[start of SELECTED EXCERPT]
A considerable number of viewers mistakenly think that Netflix’s Stranger Things creators, The Duffer Brothers, created The Boroughs instead of just executive producing. But if you never saw Stranger Things, and you like The Boroughs, then you should definitely make the Duffers’ sci-fi-horror/coming-of-age series your very next stop.
The series is in the town of Hawkins, Indiana, where a group of young kids discover stranger supernatural creatures lurking around, and a mysterious girl with extraordinary psychic powers, who is somehow connected to the dark phenomenon. Over 5 seasons, Stranger Things built some of the best sci-fi/horror lore seen in years, and made it all relatable to both adults and teens who are growing up in an increasingly scary world. There’s a good reason why this show became a worldwide phenomenon.
[end of SELECTED EXCERPT]
[start of RECORDS SUPPLIED]
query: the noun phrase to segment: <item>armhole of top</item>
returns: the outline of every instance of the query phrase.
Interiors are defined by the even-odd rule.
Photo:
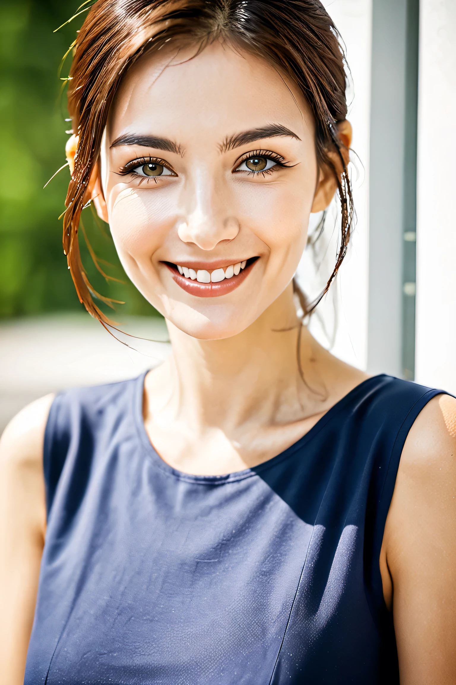
[[[44,440],[43,443],[43,474],[44,477],[44,490],[46,493],[46,514],[49,520],[49,512],[55,493],[55,488],[58,482],[62,466],[56,463],[55,449],[55,434],[61,404],[62,395],[57,395],[53,400],[49,409],[46,427],[44,429]]]
[[[426,405],[433,397],[438,395],[449,395],[450,393],[442,390],[429,389],[415,401],[410,409],[407,416],[404,419],[401,427],[399,428],[394,443],[391,450],[386,475],[381,487],[380,495],[378,500],[377,509],[376,524],[375,531],[375,538],[373,547],[373,559],[375,560],[375,570],[373,581],[374,585],[375,594],[381,597],[381,612],[386,612],[388,615],[390,612],[386,608],[383,595],[383,584],[381,582],[381,574],[380,573],[380,552],[383,544],[383,538],[385,532],[385,525],[386,518],[390,510],[392,495],[396,486],[396,479],[399,468],[399,462],[402,456],[402,451],[407,440],[407,436],[410,432],[410,429],[416,421],[420,412],[424,409]],[[379,607],[379,608],[380,608]]]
[end of RECORDS SUPPLIED]
> [TASK DESCRIPTION]
Resume the passage about Stranger Things after its final sentence. These records have no connection to the passage about Stranger Things.

> [TASK OUTPUT]
4. Eerie Indiana

José Rivera and Karl Schaefer’s sci-fi-mystery-supernatural-horror series was way ahead of its time when it first aired on NBC in 1991 (now streaming on Tubi and Pluto TV). The show follows a teenage kid named Marshall Teller (Omri Katz) who moves to the small Indiana town of Eerie. He befriends a kid named Simon Holmes (Justin Shenkarow), and the two of them are sucked into all kinds of strange occurrences in their bizarre town.
The stories were outlandish mashups of genre and commentary. Storylines included tupperware that preserved youth, as well as food; braces that provided insight into dogs’ minds, and their plot for world conquest, or a school nurse who is turning students and staff into zombies incapable of humor. Eerie Indiana only lasted for 19 episodes (and went through several retoolings along the way), but you’ll quickly notice how it helped create a mold for shows like Stranger Things and From, which came afterward.
3. Counterpart

Starz’s Counterpart aired in the late 2010s and was criminally underrated. The series starred Oscar-winner J.K. Simmons as a boring bureaucrat named Howard Silk, who has worked at the “Office of Interchange” (OI) for 30 years. Howard had no idea what his classified work, exchanging seemingly random messages, was all about; that is, until the day he is brought to a secret room to have a conversation with… himself.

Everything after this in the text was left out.